Data records: Begin

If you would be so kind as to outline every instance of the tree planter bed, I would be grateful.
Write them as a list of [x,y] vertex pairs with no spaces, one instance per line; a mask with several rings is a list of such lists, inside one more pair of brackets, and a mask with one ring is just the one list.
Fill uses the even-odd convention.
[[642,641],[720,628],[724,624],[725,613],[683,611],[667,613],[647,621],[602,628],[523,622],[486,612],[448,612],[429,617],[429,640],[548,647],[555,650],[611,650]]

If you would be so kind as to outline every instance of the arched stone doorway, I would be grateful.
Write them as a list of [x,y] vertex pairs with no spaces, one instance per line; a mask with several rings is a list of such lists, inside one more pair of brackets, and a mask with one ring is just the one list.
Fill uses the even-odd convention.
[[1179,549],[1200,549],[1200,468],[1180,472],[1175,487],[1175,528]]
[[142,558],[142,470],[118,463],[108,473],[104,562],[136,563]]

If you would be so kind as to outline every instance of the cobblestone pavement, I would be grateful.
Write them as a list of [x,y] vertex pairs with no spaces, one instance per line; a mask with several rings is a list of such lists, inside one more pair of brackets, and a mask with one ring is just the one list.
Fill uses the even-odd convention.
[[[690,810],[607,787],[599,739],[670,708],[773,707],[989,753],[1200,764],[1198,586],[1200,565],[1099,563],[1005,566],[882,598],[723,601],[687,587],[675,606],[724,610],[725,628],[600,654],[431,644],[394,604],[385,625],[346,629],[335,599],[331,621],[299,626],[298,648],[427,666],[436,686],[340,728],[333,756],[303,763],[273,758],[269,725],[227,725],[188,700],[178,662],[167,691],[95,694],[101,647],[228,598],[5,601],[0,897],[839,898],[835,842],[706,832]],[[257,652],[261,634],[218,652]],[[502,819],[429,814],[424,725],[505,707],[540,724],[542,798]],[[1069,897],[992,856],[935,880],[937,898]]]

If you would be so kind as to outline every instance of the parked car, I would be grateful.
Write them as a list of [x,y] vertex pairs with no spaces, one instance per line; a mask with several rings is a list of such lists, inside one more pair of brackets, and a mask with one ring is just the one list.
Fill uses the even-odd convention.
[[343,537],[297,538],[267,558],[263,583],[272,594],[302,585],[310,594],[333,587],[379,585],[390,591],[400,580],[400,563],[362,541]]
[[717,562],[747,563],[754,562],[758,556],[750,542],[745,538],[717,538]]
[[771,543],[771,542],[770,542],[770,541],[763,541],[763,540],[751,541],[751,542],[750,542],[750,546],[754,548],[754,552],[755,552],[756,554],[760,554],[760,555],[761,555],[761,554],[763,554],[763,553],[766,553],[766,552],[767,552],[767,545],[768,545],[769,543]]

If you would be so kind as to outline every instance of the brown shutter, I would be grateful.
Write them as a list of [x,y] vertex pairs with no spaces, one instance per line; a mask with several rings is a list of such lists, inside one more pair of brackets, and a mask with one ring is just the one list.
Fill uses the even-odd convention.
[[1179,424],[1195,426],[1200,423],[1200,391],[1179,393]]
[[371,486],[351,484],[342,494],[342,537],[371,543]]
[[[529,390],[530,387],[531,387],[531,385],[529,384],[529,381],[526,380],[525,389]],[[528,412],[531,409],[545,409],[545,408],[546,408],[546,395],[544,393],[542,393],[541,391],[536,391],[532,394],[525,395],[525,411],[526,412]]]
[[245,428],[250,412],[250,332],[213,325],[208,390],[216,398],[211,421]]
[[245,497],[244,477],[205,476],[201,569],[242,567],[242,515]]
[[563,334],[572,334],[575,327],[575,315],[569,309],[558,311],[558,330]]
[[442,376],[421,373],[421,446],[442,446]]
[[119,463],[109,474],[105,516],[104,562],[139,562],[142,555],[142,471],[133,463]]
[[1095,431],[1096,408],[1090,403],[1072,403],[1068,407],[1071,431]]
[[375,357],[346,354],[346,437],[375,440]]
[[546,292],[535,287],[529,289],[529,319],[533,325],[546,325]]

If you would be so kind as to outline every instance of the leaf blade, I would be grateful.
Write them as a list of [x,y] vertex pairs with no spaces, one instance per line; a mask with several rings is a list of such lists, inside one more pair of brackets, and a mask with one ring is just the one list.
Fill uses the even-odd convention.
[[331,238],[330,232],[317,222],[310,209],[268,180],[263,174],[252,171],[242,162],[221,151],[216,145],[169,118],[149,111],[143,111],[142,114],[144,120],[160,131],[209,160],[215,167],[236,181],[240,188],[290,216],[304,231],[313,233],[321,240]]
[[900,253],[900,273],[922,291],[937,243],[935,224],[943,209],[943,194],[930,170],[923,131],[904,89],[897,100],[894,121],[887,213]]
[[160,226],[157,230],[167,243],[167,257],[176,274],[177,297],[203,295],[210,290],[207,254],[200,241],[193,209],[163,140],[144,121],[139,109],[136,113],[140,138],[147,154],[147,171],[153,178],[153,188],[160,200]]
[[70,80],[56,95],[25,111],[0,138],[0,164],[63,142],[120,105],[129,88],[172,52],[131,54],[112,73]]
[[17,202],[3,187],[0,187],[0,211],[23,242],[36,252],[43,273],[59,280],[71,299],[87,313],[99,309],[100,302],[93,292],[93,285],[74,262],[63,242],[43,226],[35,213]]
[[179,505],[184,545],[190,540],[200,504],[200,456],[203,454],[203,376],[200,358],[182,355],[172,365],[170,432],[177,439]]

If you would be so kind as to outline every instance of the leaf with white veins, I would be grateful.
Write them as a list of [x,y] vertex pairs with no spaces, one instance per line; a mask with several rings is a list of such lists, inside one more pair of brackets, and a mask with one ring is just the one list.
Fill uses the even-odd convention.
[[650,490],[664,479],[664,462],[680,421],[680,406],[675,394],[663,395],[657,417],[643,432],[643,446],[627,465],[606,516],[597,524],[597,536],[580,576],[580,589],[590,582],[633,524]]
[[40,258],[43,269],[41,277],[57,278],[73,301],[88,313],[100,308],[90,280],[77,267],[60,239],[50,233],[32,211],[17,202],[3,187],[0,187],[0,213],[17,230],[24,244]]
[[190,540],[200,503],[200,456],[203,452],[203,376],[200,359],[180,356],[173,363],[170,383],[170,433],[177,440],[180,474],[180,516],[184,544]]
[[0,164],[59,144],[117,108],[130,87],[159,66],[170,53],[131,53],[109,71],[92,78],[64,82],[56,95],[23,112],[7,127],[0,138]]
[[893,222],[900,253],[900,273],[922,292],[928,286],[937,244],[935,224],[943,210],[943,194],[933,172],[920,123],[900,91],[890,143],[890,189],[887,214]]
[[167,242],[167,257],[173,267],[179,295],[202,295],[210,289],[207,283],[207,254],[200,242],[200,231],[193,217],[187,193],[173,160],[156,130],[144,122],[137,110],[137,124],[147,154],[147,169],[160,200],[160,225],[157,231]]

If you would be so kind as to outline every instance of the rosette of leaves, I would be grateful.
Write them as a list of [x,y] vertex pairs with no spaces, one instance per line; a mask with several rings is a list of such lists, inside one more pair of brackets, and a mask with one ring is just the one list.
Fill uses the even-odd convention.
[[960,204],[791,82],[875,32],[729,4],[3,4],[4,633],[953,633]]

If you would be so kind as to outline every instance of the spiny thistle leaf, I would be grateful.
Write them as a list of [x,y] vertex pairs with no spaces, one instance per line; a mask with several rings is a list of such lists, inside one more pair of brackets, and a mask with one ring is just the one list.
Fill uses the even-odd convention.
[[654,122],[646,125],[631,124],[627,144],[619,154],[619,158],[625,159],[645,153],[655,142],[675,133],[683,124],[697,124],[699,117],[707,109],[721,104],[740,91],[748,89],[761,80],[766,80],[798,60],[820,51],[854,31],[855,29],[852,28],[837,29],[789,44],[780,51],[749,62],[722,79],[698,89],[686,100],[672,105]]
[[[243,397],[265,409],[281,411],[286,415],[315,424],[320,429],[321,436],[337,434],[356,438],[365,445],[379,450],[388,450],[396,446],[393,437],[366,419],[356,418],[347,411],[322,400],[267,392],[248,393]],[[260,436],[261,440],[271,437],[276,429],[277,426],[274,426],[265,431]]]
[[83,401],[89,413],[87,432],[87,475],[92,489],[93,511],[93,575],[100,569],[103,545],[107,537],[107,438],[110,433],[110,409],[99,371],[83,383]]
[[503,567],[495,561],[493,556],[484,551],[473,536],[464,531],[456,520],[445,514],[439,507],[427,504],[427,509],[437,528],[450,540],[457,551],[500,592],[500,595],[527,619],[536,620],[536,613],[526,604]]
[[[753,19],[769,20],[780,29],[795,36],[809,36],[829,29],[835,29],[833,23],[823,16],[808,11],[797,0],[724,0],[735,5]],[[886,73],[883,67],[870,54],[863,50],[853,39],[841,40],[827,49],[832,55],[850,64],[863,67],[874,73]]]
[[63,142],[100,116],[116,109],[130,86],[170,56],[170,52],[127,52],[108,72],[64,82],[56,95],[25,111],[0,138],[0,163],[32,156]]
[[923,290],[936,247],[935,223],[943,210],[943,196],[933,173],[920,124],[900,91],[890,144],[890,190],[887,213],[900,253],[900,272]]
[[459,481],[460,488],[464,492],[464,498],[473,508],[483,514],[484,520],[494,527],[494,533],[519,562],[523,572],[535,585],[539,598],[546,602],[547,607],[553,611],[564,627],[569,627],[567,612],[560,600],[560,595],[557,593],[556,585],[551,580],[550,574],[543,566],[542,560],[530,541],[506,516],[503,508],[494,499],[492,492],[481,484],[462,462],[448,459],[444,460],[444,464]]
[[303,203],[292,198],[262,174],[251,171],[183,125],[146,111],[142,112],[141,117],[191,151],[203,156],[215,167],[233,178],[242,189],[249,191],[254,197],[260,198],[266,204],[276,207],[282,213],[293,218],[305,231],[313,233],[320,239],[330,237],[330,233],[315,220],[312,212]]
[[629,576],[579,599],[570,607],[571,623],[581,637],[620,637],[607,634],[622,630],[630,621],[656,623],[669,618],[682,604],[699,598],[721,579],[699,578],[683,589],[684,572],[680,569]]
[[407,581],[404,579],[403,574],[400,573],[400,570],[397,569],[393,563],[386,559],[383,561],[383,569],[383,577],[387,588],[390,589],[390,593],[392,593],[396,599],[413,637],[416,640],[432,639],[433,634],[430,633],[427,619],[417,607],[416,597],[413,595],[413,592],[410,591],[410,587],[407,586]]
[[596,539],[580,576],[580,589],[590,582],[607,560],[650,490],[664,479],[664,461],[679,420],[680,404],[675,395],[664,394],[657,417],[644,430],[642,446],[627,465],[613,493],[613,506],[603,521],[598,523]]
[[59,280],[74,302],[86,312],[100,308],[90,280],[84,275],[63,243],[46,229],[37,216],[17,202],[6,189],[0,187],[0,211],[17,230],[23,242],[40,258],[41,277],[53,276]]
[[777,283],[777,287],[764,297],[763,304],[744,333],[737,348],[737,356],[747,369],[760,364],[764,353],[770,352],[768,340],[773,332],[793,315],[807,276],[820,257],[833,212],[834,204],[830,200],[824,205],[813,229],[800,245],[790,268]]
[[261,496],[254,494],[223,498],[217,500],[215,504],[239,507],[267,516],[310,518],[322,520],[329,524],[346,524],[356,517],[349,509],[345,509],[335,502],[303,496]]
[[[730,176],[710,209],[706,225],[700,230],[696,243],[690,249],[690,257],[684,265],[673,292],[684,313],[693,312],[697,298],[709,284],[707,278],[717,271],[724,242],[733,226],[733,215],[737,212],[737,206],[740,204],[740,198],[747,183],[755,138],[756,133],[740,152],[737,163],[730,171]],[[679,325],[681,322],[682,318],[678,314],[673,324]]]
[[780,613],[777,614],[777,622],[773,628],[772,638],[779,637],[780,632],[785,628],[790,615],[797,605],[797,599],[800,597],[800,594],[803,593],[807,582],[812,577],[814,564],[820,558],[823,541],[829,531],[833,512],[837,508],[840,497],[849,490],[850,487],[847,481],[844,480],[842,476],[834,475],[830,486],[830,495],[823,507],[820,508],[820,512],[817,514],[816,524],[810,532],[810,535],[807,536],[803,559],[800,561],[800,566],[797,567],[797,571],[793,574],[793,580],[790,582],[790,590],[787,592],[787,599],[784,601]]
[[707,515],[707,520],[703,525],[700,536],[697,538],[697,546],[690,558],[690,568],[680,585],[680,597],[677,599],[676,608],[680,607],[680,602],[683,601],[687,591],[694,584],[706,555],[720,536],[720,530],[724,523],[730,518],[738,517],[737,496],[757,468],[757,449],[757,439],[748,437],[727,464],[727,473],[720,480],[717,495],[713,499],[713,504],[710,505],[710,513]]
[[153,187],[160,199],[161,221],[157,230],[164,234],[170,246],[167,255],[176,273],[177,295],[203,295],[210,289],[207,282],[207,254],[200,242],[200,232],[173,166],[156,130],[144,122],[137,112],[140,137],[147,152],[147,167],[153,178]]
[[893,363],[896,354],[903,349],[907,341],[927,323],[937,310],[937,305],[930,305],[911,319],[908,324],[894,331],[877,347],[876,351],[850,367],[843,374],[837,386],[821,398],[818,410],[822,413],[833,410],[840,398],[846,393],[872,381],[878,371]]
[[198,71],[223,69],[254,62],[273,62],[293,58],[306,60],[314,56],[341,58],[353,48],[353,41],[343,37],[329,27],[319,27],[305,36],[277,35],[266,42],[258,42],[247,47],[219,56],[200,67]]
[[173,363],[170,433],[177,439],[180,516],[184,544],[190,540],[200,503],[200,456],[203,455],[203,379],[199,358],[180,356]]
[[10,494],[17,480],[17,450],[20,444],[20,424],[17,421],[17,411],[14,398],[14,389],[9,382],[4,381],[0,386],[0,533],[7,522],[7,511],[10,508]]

Data records: End

§ **To do**
Show the lines where the word "kind" appears in the entries.

§ **Output**
If you would be so kind as to outline every instance of the tree planter bed, I would be grateful.
If you would be so kind as to outline every instance of the arched stone doorway, I would be grateful.
If you would be so kind as to outline every instance of the cobblestone pavement, I would be grateful.
If you would be so kind as to outline every instance of the parked car, I would be grateful.
If you would be so kind as to outline every instance of the brown shutter, I would be grateful.
If you would be so kind as to outline every instance of the leaf blade, I would be grateful.
If you would be so kind as to outline every instance of the leaf with white veins, I would be grateful.
If you would be so kind as to outline every instance of the rosette of leaves, I would be grateful.
If you would be so kind as to outline every instance of the spiny thistle leaf, I would be grateful.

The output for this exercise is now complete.